## Stored records

## begin

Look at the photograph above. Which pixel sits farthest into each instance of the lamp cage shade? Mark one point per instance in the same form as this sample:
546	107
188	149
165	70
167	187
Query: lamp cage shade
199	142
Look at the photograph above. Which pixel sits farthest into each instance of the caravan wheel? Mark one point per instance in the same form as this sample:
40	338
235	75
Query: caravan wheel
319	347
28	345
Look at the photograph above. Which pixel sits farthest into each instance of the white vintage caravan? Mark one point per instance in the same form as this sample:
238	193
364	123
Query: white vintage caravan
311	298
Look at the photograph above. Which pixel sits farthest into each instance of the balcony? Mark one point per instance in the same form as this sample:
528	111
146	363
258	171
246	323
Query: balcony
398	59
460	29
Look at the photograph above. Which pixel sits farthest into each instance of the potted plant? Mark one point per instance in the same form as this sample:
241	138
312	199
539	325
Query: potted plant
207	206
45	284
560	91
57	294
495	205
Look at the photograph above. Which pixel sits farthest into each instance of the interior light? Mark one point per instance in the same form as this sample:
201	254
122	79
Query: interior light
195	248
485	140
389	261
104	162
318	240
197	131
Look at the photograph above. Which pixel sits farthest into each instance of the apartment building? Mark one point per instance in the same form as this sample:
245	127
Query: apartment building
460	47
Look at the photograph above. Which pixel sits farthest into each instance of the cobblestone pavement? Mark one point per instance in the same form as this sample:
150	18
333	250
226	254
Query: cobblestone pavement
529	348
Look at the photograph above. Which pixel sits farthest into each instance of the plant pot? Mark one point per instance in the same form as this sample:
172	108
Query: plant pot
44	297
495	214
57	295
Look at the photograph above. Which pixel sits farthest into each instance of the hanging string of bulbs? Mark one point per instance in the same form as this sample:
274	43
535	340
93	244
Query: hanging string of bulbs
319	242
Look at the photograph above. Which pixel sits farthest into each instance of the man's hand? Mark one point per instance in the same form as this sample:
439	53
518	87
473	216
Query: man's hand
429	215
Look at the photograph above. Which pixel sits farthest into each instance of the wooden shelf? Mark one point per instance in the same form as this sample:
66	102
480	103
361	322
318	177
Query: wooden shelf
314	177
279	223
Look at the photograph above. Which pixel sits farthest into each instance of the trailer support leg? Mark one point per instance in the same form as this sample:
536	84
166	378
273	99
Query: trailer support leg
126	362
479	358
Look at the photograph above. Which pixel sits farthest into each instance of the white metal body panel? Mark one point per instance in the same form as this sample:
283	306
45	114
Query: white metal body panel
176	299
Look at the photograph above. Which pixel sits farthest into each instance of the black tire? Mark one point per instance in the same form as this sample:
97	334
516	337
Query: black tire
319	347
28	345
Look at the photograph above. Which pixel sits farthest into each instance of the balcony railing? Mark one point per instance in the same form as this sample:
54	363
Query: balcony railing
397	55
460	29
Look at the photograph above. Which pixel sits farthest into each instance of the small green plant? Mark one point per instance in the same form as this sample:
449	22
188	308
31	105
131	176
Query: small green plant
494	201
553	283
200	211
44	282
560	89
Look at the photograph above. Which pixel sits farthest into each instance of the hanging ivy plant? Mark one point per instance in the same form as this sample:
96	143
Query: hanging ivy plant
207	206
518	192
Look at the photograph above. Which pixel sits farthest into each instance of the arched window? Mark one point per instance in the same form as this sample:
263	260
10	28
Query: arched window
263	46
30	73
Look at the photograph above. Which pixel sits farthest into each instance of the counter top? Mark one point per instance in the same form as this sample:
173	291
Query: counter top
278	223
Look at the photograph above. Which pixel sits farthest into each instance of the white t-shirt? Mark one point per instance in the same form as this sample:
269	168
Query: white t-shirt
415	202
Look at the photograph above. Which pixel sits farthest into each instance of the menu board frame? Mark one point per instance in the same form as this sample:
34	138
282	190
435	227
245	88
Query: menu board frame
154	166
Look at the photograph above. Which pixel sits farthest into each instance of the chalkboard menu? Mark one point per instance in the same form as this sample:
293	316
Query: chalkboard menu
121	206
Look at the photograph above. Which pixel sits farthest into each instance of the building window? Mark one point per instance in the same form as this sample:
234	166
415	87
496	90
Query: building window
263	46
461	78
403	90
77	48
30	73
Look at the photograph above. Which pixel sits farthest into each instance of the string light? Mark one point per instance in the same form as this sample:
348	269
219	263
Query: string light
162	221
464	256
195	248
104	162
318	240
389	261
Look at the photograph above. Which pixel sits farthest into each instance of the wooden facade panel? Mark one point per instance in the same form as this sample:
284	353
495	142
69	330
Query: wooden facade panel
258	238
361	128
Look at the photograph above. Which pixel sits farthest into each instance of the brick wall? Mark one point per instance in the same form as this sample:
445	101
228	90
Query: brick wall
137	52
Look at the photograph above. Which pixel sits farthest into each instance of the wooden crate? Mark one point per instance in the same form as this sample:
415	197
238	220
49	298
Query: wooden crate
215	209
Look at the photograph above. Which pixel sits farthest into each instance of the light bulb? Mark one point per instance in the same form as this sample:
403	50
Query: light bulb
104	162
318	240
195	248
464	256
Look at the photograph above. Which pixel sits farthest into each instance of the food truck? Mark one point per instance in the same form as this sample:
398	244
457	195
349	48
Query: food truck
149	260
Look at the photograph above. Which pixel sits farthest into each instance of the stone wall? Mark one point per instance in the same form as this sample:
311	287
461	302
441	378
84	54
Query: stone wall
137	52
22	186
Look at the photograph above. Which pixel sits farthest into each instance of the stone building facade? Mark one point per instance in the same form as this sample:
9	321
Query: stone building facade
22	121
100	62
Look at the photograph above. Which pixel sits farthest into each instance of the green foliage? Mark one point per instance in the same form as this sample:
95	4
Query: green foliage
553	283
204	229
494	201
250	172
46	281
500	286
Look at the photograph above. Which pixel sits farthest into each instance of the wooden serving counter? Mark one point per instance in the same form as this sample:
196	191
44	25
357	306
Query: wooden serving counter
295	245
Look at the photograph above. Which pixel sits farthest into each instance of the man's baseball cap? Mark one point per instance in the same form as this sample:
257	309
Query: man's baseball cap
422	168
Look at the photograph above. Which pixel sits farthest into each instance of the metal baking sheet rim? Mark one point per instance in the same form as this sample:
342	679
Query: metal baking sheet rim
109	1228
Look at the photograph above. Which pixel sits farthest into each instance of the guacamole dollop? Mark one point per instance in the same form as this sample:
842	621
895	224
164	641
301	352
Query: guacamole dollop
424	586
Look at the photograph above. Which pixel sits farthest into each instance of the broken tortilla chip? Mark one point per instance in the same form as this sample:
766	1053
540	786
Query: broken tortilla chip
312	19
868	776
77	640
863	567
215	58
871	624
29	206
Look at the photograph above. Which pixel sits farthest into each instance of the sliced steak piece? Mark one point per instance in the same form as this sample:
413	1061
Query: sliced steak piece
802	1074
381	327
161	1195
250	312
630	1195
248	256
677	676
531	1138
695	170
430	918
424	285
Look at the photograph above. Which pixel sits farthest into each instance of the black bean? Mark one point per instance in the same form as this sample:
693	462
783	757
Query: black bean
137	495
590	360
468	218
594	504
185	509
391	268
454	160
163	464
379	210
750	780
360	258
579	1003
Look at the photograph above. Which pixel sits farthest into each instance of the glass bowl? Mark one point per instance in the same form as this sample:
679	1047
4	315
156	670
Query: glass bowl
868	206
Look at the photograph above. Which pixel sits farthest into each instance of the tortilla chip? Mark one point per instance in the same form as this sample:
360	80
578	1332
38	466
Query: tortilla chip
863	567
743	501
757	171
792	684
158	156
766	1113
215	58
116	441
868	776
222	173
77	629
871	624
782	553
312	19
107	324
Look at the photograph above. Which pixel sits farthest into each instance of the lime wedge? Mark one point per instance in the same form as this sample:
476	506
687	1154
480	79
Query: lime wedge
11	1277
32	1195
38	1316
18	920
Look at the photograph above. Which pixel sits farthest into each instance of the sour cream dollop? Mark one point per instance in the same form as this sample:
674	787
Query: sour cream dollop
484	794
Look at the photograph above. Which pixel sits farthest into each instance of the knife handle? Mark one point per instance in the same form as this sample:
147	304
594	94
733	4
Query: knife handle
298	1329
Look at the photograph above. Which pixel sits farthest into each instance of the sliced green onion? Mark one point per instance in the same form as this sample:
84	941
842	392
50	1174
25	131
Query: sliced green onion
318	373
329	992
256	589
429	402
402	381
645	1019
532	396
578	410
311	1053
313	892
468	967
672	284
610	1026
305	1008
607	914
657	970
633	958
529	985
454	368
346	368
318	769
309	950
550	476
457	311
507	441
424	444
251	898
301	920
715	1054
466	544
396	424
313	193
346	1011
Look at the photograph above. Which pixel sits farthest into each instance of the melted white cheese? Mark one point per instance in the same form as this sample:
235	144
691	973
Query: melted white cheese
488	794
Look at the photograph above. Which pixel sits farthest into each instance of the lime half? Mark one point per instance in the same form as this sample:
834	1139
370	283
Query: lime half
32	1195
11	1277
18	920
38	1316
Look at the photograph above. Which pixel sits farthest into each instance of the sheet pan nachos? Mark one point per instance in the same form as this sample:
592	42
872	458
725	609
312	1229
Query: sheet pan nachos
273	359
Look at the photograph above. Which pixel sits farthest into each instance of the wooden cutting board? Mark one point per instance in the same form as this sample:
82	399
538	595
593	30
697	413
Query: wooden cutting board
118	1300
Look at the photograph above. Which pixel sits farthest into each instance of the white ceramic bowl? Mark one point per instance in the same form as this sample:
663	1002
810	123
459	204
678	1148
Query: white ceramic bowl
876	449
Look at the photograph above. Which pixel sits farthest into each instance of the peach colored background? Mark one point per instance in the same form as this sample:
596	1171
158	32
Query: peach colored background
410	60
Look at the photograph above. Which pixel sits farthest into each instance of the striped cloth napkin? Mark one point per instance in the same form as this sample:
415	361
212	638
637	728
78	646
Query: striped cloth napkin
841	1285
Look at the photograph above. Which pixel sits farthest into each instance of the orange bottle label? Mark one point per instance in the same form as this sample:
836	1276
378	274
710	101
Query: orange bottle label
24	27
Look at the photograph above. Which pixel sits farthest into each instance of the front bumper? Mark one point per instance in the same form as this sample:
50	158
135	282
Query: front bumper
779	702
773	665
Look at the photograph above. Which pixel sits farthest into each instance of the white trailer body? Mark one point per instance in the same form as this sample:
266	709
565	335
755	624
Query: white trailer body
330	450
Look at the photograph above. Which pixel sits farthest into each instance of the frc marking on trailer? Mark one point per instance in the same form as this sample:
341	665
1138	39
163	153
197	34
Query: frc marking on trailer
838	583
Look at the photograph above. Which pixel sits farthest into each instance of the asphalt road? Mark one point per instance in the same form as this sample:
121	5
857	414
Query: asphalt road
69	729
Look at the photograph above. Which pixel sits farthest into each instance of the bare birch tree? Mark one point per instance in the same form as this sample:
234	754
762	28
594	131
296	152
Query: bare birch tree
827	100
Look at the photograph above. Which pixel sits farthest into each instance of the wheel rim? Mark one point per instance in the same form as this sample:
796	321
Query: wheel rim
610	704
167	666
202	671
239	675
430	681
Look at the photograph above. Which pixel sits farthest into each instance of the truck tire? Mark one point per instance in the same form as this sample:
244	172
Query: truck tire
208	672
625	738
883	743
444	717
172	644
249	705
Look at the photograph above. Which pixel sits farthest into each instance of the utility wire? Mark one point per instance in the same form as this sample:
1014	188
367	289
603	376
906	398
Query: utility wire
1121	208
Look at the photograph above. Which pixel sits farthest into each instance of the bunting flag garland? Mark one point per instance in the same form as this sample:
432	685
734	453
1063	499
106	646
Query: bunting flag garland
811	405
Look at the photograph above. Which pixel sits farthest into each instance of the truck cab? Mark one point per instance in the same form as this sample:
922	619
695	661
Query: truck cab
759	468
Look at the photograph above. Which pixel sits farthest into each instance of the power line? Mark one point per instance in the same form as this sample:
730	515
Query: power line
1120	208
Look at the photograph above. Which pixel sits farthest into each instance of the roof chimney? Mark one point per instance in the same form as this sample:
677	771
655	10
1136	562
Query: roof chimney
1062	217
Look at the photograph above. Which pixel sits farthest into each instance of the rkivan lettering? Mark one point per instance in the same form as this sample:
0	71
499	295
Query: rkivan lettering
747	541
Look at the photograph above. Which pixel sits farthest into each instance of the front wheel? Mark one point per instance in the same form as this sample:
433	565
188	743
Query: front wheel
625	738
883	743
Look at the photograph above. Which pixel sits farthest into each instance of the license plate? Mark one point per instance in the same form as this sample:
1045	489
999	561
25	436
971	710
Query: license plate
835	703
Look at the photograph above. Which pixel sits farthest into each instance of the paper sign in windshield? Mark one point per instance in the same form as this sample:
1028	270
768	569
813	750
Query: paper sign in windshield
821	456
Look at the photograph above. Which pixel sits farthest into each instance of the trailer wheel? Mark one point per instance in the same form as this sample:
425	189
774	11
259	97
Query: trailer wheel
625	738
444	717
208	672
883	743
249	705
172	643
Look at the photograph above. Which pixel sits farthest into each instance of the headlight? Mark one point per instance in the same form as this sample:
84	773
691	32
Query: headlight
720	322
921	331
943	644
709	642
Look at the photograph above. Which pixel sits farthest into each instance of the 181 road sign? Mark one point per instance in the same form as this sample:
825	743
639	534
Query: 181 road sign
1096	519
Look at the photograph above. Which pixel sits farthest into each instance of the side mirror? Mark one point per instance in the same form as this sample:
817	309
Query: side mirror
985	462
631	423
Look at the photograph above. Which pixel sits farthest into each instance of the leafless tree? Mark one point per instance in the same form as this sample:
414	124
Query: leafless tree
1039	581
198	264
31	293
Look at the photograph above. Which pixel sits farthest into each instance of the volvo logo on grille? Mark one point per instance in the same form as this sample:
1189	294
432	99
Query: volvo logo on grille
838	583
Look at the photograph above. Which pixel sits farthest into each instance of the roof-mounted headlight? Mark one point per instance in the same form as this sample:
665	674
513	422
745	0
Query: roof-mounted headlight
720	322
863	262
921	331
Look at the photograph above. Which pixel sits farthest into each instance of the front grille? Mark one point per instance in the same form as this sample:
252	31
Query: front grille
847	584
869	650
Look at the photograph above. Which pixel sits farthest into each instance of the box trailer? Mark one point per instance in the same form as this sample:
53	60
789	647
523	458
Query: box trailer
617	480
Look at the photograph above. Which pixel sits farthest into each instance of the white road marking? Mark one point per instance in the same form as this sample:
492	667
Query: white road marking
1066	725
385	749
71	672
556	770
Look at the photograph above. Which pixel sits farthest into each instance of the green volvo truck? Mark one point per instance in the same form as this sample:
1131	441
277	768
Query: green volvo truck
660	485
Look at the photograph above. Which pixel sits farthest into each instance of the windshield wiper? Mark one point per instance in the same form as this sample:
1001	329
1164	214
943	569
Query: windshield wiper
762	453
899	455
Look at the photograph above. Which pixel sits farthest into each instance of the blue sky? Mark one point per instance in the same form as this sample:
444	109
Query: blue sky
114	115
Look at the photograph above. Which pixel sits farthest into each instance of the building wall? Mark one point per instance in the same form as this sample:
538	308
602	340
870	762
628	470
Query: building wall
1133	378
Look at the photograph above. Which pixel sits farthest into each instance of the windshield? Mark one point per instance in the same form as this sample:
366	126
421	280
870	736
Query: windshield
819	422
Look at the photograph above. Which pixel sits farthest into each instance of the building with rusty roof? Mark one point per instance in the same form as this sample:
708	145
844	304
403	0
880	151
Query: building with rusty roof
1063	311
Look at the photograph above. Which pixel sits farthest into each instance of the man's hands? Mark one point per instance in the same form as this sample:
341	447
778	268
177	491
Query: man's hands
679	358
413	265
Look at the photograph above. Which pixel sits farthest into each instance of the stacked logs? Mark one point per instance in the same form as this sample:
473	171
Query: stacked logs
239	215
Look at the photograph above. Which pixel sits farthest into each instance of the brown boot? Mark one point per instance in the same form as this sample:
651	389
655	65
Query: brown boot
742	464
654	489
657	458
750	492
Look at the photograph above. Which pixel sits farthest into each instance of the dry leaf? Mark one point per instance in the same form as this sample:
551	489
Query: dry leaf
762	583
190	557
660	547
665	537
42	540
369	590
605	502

## end

## Exercise objective
Take the line holding "the man's hands?" and all lines after it through the end of the data, and set them down exactly.

## Exercise output
Look at the photograph above. Which pixel sits farthest into each instance of the man's hands? Mark one point per instance in the same form as this sample:
341	447
778	268
177	491
Query: man's hands
679	358
413	265
Look at the photograph above. Which pixel sits farthest into each instance of the stacked logs? Mark one point per instance in the same form as this sample:
473	171
Query: stacked logs
239	215
Look at the photograph above. Which pixel sits farthest into each instance of the brown boot? Mark one point per instance in the same form as this sample:
651	389
655	65
Query: brown boot
742	464
654	489
657	458
750	492
Look at the photograph above. Which pixel sits farthest into each instance of the dry leaf? Mark one point per instance in the same form as this sample:
551	489
Query: dry leaf
762	583
190	557
660	547
665	537
42	540
369	590
605	502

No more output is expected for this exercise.